* **The task**:
Put every line of the entries below into a Markdown table with two columns, Row and Entry Line, numbering each row and omitting blank lines.

* **Input records**:
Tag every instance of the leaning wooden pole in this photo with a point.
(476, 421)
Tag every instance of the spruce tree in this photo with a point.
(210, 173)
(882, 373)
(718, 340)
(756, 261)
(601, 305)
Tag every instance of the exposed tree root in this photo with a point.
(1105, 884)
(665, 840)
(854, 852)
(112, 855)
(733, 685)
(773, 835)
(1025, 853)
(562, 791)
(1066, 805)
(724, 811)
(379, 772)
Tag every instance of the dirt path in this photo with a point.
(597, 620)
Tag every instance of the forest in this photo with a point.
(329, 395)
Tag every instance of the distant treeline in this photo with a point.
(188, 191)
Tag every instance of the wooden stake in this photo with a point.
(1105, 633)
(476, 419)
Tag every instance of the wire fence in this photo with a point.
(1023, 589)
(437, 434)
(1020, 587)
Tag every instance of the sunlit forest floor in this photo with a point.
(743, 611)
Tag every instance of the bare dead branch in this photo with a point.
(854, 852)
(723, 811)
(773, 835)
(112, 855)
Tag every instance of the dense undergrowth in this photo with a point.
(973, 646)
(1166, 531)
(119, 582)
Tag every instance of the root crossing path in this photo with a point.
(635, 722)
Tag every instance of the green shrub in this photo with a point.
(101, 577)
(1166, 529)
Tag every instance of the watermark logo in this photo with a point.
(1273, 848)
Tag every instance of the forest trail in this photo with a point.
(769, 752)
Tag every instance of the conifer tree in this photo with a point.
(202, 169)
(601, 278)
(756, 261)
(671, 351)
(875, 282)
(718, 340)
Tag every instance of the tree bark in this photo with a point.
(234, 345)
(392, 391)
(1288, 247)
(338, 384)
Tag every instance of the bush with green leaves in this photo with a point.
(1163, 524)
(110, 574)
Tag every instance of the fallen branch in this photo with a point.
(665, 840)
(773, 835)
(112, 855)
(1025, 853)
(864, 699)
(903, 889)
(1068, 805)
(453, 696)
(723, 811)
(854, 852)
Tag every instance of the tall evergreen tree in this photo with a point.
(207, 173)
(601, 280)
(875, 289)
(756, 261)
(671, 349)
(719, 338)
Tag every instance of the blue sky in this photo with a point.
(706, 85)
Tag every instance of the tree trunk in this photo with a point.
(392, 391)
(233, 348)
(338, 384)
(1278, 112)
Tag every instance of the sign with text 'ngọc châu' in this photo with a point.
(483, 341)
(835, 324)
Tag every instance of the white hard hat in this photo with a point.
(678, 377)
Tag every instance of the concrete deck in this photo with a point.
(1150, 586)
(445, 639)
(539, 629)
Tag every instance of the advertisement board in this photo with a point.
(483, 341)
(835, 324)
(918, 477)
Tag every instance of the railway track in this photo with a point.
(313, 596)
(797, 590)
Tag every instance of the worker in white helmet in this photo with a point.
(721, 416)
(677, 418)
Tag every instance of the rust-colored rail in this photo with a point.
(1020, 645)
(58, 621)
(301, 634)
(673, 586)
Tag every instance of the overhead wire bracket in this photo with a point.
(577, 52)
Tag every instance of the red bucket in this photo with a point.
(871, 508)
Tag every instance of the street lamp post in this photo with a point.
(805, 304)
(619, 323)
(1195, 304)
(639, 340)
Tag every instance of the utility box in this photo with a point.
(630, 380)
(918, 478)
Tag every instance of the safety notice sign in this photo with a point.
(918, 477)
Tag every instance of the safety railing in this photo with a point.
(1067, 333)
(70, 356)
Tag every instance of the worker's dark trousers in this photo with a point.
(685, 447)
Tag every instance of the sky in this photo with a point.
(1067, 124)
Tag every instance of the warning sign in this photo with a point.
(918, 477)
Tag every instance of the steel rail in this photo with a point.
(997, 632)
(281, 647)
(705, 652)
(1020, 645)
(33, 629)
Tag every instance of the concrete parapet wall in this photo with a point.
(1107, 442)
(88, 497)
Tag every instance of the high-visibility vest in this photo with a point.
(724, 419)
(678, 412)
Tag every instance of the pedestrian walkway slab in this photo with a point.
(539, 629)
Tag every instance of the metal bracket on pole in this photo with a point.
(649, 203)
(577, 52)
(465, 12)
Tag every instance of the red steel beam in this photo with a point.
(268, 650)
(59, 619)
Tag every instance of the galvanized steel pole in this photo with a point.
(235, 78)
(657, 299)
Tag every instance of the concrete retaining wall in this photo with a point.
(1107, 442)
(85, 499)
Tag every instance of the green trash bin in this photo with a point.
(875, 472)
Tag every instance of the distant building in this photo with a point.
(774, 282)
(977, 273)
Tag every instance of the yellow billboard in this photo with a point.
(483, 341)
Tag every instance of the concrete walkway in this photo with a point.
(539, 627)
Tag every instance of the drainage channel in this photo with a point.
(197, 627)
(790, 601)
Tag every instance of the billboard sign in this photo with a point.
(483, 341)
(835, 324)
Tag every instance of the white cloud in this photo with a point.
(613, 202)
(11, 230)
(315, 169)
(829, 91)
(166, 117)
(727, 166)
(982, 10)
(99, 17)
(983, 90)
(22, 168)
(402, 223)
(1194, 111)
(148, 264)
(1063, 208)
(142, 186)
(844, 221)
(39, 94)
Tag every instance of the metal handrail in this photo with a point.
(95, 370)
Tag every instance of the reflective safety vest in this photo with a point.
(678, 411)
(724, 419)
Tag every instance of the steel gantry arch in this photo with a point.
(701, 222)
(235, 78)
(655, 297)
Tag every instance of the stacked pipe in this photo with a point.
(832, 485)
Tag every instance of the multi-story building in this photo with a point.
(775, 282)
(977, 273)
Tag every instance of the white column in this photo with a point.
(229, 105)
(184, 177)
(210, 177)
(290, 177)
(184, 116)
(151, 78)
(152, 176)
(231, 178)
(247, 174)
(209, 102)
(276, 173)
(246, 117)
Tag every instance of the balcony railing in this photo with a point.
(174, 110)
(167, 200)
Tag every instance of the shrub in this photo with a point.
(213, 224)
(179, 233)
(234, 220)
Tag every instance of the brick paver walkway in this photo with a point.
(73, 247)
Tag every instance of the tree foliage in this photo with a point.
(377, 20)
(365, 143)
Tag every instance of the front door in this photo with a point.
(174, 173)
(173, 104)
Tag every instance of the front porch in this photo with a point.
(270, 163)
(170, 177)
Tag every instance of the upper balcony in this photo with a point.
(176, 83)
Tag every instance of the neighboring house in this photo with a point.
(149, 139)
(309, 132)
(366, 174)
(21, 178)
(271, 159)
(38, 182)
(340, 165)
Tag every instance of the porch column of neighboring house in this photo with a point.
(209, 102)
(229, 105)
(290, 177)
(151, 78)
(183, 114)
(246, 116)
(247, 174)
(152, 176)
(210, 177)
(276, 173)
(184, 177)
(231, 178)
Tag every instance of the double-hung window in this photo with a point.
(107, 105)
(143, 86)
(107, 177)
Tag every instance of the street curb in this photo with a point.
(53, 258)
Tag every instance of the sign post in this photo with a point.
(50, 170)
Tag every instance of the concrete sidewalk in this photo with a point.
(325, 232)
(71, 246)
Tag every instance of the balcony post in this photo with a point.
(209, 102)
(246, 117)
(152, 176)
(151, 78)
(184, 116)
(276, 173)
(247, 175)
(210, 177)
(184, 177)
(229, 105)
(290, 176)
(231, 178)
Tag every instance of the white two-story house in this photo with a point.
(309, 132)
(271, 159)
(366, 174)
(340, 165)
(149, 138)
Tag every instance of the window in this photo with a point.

* **Output for this exercise**:
| Row | Entry Line |
|---|---|
| 1 | Tag every instance of the leaning wooden pole in this photo with a point. |
| 2 | (476, 421) |
| 3 | Tag every instance of the spruce tree in this photo with a point. |
| 4 | (210, 173) |
| 5 | (882, 373) |
| 6 | (718, 340) |
| 7 | (756, 261) |
| 8 | (601, 305) |
| 9 | Tag every instance of the exposed tree root in this photo with a point. |
| 10 | (1105, 884) |
| 11 | (665, 840) |
| 12 | (854, 852) |
| 13 | (112, 855) |
| 14 | (733, 685) |
| 15 | (773, 835) |
| 16 | (1025, 853) |
| 17 | (562, 791) |
| 18 | (1066, 805) |
| 19 | (724, 811) |
| 20 | (379, 772) |
| 21 | Tag every instance of the dirt path in this photo with a point. |
| 22 | (597, 620) |
| 23 | Tag every instance of the forest in this photo with a point. |
| 24 | (329, 395) |
| 25 | Tag every instance of the distant treeline in this photo with a point. |
| 26 | (188, 191) |
| 27 | Tag every instance of the wooden stake in this photo with a point. |
| 28 | (1105, 633) |
| 29 | (476, 419) |
| 30 | Tag every instance of the wire fence in this photo with a point. |
| 31 | (1023, 589) |
| 32 | (437, 434) |
| 33 | (1020, 587) |
| 34 | Tag every instance of the sunlit forest floor in this photo with a point. |
| 35 | (743, 611) |
| 36 | Tag every instance of the bare dead branch in this photo with a point. |
| 37 | (854, 852) |
| 38 | (723, 811) |
| 39 | (773, 835) |
| 40 | (112, 855) |
| 41 | Tag every instance of the dense undergrowth in this photo with a point. |
| 42 | (973, 646) |
| 43 | (1166, 531) |
| 44 | (119, 582) |
| 45 | Tag every instance of the root crossing path in this photo with a point. |
| 46 | (635, 722) |
| 47 | Tag every instance of the green shrub in this photo with a point. |
| 48 | (101, 577) |
| 49 | (1166, 529) |
| 50 | Tag every instance of the watermark logo in this photo with a point. |
| 51 | (1273, 848) |
| 52 | Tag every instance of the forest trail in this photo with a point. |
| 53 | (769, 752) |
| 54 | Tag every instance of the conifer tree in this photo with a point. |
| 55 | (202, 169) |
| 56 | (601, 278) |
| 57 | (756, 261) |
| 58 | (671, 351) |
| 59 | (875, 282) |
| 60 | (718, 340) |
| 61 | Tag every instance of the tree bark in this photo with a point. |
| 62 | (234, 345) |
| 63 | (392, 391) |
| 64 | (1288, 247) |
| 65 | (338, 384) |
| 66 | Tag every instance of the bush with green leaves in this photo with a point. |
| 67 | (1163, 524) |
| 68 | (110, 574) |
| 69 | Tag every instance of the fallen branch in this photo with a point. |
| 70 | (665, 840) |
| 71 | (773, 835) |
| 72 | (112, 855) |
| 73 | (1025, 853) |
| 74 | (864, 699) |
| 75 | (903, 889) |
| 76 | (1068, 805) |
| 77 | (453, 696) |
| 78 | (723, 811) |
| 79 | (854, 852) |
| 80 | Tag every instance of the tall evergreen tree in this photo with a point. |
| 81 | (207, 173) |
| 82 | (601, 280) |
| 83 | (875, 289) |
| 84 | (756, 261) |
| 85 | (671, 349) |
| 86 | (719, 338) |
| 87 | Tag every instance of the blue sky in this photo with a point. |
| 88 | (706, 85) |
| 89 | Tag every instance of the tree trunk in this photo with a point. |
| 90 | (392, 391) |
| 91 | (233, 348) |
| 92 | (338, 384) |
| 93 | (1278, 112) |
| 94 | Tag every instance of the sign with text 'ngọc châu' in this photo with a point. |
| 95 | (483, 341) |
| 96 | (835, 324) |
| 97 | Tag every instance of the white hard hat in this photo with a point. |
| 98 | (678, 377) |
| 99 | Tag every instance of the concrete deck in this photo with a point. |
| 100 | (1150, 586) |
| 101 | (445, 639) |
| 102 | (539, 629) |
| 103 | Tag every instance of the advertisement board in this photo with a point. |
| 104 | (483, 341) |
| 105 | (835, 324) |
| 106 | (918, 477) |
| 107 | Tag every instance of the railway track in this photo with a point. |
| 108 | (313, 596) |
| 109 | (797, 590) |
| 110 | Tag every instance of the worker in white helmet in this photo with a point. |
| 111 | (721, 416) |
| 112 | (677, 418) |
| 113 | Tag every instance of the rust-colored rail in this photo with a point. |
| 114 | (1020, 645) |
| 115 | (58, 621) |
| 116 | (301, 634) |
| 117 | (673, 586) |
| 118 | Tag every instance of the overhead wire bracket in this photo with a point. |
| 119 | (577, 52) |
| 120 | Tag every instance of the red bucket in this photo with a point. |
| 121 | (871, 508) |
| 122 | Tag every instance of the street lamp post in this photo with a point. |
| 123 | (805, 304) |
| 124 | (619, 323) |
| 125 | (1195, 304) |
| 126 | (639, 340) |
| 127 | Tag every instance of the utility box in this photo with a point. |
| 128 | (630, 380) |
| 129 | (918, 478) |
| 130 | Tag every instance of the safety notice sign in this photo with a point. |
| 131 | (918, 477) |
| 132 | Tag every instance of the safety railing in this photo with a point. |
| 133 | (1067, 333) |
| 134 | (70, 356) |
| 135 | Tag every instance of the worker's dark trousers in this photo with a point. |
| 136 | (685, 447) |
| 137 | Tag every instance of the sky in this photo with a point. |
| 138 | (1067, 124) |
| 139 | Tag every instance of the warning sign in this photo with a point. |
| 140 | (918, 477) |
| 141 | Tag every instance of the steel rail in this photo with a point. |
| 142 | (997, 632) |
| 143 | (281, 647) |
| 144 | (705, 652) |
| 145 | (1020, 645) |
| 146 | (33, 629) |
| 147 | Tag every instance of the concrete parapet wall in this photo with a point. |
| 148 | (1107, 442) |
| 149 | (88, 497) |
| 150 | Tag every instance of the high-visibility vest in this photo with a point. |
| 151 | (724, 419) |
| 152 | (678, 412) |
| 153 | Tag every instance of the pedestrian walkway slab in this photo with a point. |
| 154 | (539, 629) |
| 155 | Tag every instance of the metal bracket on pole in this photo with a point. |
| 156 | (649, 203) |
| 157 | (577, 52) |
| 158 | (465, 12) |
| 159 | Tag every instance of the red steel beam in this photo with a point. |
| 160 | (268, 650) |
| 161 | (59, 619) |
| 162 | Tag every instance of the galvanized steel pole in this photo with a point. |
| 163 | (235, 78) |
| 164 | (657, 299) |
| 165 | Tag every instance of the concrete retaining wall in this photo with a point. |
| 166 | (1107, 442) |
| 167 | (85, 499) |
| 168 | Tag every instance of the green trash bin in this photo with a point. |
| 169 | (875, 472) |
| 170 | Tag every instance of the distant building in this photo with a point. |
| 171 | (774, 282) |
| 172 | (977, 273) |
| 173 | Tag every instance of the yellow billboard in this photo with a point. |
| 174 | (483, 341) |
| 175 | Tag every instance of the concrete walkway in this photo with a point. |
| 176 | (539, 627) |
| 177 | Tag every instance of the drainage channel in this photo with a point. |
| 178 | (197, 627) |
| 179 | (790, 601) |
| 180 | Tag every instance of the billboard sign in this photo with a point. |
| 181 | (483, 341) |
| 182 | (835, 324) |
| 183 | Tag every instance of the white cloud in this photo with a point. |
| 184 | (613, 202) |
| 185 | (11, 230) |
| 186 | (315, 169) |
| 187 | (829, 91) |
| 188 | (166, 117) |
| 189 | (727, 166) |
| 190 | (982, 10) |
| 191 | (99, 17) |
| 192 | (983, 90) |
| 193 | (22, 168) |
| 194 | (402, 223) |
| 195 | (1194, 111) |
| 196 | (148, 264) |
| 197 | (1063, 208) |
| 198 | (142, 186) |
| 199 | (844, 221) |
| 200 | (39, 94) |
| 201 | Tag every instance of the metal handrail in this photo with a point. |
| 202 | (95, 370) |
| 203 | Tag every instance of the reflective safety vest in this photo with a point. |
| 204 | (678, 411) |
| 205 | (724, 419) |
| 206 | Tag every instance of the steel gantry arch in this photo with a point. |
| 207 | (701, 222) |
| 208 | (235, 78) |
| 209 | (655, 297) |
| 210 | Tag every instance of the stacked pipe in this photo with a point. |
| 211 | (832, 485) |
| 212 | Tag every instance of the multi-story building in this photo with a point. |
| 213 | (775, 282) |
| 214 | (977, 273) |
| 215 | Tag every instance of the white column in this photo with a point. |
| 216 | (229, 105) |
| 217 | (184, 177) |
| 218 | (210, 177) |
| 219 | (290, 177) |
| 220 | (184, 116) |
| 221 | (151, 78) |
| 222 | (152, 176) |
| 223 | (231, 178) |
| 224 | (247, 174) |
| 225 | (209, 102) |
| 226 | (276, 173) |
| 227 | (246, 117) |
| 228 | Tag every instance of the balcony railing in this photo with a point. |
| 229 | (174, 110) |
| 230 | (167, 200) |
| 231 | Tag every instance of the shrub in this photo with a point. |
| 232 | (213, 224) |
| 233 | (179, 233) |
| 234 | (234, 220) |
| 235 | Tag every instance of the brick paver walkway in this photo with a point. |
| 236 | (73, 247) |
| 237 | Tag every instance of the tree foliage in this photo with a point. |
| 238 | (377, 20) |
| 239 | (365, 143) |
| 240 | Tag every instance of the front door in this photo with a point. |
| 241 | (174, 173) |
| 242 | (173, 104) |
| 243 | Tag every instance of the front porch in this photo with a point. |
| 244 | (270, 163) |
| 245 | (170, 177) |
| 246 | Tag every instance of the upper balcony in this photo with a point. |
| 247 | (176, 83) |
| 248 | Tag every instance of the neighboring house in this photo with a point. |
| 249 | (149, 139) |
| 250 | (309, 132) |
| 251 | (366, 174) |
| 252 | (21, 178) |
| 253 | (271, 159) |
| 254 | (38, 182) |
| 255 | (340, 165) |
| 256 | Tag every instance of the porch column of neighboring house in this photo with a point. |
| 257 | (209, 102) |
| 258 | (229, 105) |
| 259 | (290, 177) |
| 260 | (151, 78) |
| 261 | (183, 114) |
| 262 | (246, 116) |
| 263 | (247, 174) |
| 264 | (152, 176) |
| 265 | (210, 177) |
| 266 | (276, 173) |
| 267 | (184, 177) |
| 268 | (231, 178) |
| 269 | Tag every instance of the double-hung window in this photo with a point. |
| 270 | (107, 105) |
| 271 | (143, 86) |
| 272 | (107, 177) |
| 273 | Tag every instance of the street curb in this photo with a point. |
| 274 | (53, 258) |
| 275 | Tag every instance of the sign post in this photo with a point. |
| 276 | (50, 170) |
| 277 | Tag every instance of the concrete sidewalk in this photo with a point. |
| 278 | (325, 232) |
| 279 | (71, 246) |
| 280 | Tag every instance of the balcony post in this photo with a point. |
| 281 | (209, 102) |
| 282 | (246, 117) |
| 283 | (152, 176) |
| 284 | (151, 78) |
| 285 | (184, 116) |
| 286 | (276, 173) |
| 287 | (247, 175) |
| 288 | (210, 177) |
| 289 | (184, 177) |
| 290 | (229, 105) |
| 291 | (290, 176) |
| 292 | (231, 178) |
| 293 | Tag every instance of the white two-story house in this photo with a point. |
| 294 | (309, 132) |
| 295 | (271, 159) |
| 296 | (366, 174) |
| 297 | (340, 165) |
| 298 | (149, 138) |
| 299 | Tag every instance of the window in this photo with a point. |